**Task to complete:** Return the lines of the material verbatim, starting at the line that contains "Provide the mask of every instance of the dirt" and ending at the last line of the material, with both ends included.

** START OF Input material **

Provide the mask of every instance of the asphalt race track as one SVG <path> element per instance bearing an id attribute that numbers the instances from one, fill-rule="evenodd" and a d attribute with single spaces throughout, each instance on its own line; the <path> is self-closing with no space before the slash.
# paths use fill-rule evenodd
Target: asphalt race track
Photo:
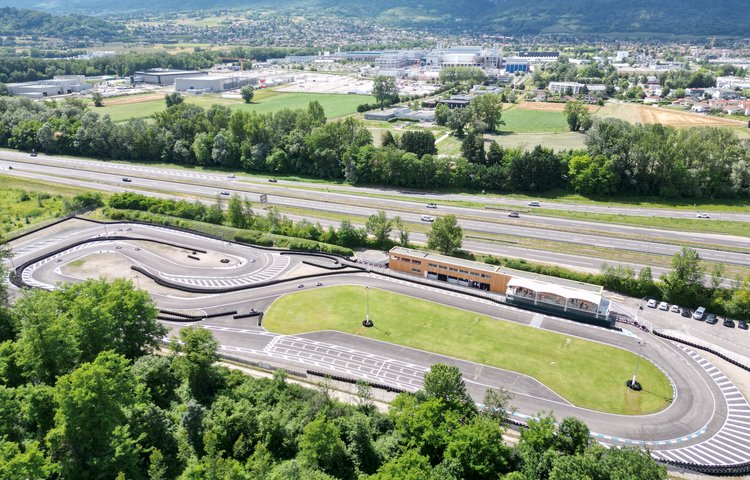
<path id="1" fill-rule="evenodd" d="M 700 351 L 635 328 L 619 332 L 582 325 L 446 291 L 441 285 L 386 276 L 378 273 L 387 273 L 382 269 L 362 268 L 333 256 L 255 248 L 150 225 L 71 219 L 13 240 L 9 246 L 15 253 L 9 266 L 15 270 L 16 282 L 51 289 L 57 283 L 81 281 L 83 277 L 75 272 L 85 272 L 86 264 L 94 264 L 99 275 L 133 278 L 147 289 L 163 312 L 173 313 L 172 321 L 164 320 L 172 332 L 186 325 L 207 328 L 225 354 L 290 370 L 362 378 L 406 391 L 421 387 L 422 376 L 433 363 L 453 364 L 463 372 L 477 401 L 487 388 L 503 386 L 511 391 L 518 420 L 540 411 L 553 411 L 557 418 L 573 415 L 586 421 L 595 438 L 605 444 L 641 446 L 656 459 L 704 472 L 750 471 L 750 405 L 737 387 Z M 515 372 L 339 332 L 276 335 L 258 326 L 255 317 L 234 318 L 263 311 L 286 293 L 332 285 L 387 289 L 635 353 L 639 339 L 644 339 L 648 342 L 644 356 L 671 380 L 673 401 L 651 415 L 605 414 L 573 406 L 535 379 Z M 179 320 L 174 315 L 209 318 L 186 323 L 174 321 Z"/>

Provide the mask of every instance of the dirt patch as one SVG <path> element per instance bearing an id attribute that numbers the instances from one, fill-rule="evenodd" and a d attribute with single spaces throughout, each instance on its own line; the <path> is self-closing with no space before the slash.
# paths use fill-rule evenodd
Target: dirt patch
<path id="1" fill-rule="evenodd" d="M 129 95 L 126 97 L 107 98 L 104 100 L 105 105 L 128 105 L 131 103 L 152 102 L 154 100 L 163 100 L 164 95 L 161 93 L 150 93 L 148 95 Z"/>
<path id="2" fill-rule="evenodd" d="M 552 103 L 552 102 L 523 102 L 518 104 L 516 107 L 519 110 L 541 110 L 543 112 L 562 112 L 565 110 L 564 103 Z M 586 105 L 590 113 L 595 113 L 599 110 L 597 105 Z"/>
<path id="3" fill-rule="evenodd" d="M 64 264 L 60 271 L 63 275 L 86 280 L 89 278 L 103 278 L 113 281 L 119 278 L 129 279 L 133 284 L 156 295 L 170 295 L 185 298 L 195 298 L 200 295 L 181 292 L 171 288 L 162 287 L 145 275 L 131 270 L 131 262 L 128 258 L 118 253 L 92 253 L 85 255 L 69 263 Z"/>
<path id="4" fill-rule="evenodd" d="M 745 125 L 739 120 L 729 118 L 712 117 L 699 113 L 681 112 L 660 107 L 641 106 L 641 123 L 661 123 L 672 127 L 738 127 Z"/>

** END OF Input material **

**Problem solution:**
Provide the mask of every instance of the dirt patch as one SVG <path> element per instance bearing an id attribute that numbers the instances from one, fill-rule="evenodd" and a d attribute with single spaces throughout, each instance on its own line; the <path> is self-closing with no space before the slash.
# paths use fill-rule evenodd
Target: dirt patch
<path id="1" fill-rule="evenodd" d="M 129 95 L 126 97 L 107 98 L 104 100 L 105 105 L 128 105 L 131 103 L 152 102 L 154 100 L 163 100 L 164 95 L 161 93 L 150 93 L 148 95 Z"/>
<path id="2" fill-rule="evenodd" d="M 552 103 L 552 102 L 523 102 L 518 104 L 516 107 L 519 110 L 541 110 L 543 112 L 562 112 L 565 110 L 564 103 Z M 586 105 L 590 113 L 595 113 L 599 110 L 597 105 Z"/>
<path id="3" fill-rule="evenodd" d="M 64 264 L 60 271 L 63 275 L 86 280 L 89 278 L 103 278 L 113 281 L 119 278 L 129 279 L 133 284 L 156 295 L 170 295 L 185 298 L 195 298 L 200 295 L 181 292 L 171 288 L 162 287 L 145 275 L 131 270 L 131 262 L 128 258 L 118 253 L 92 253 L 85 255 L 69 263 Z"/>
<path id="4" fill-rule="evenodd" d="M 745 125 L 739 120 L 729 118 L 712 117 L 699 113 L 681 112 L 660 107 L 641 106 L 641 123 L 661 123 L 672 127 L 738 127 Z"/>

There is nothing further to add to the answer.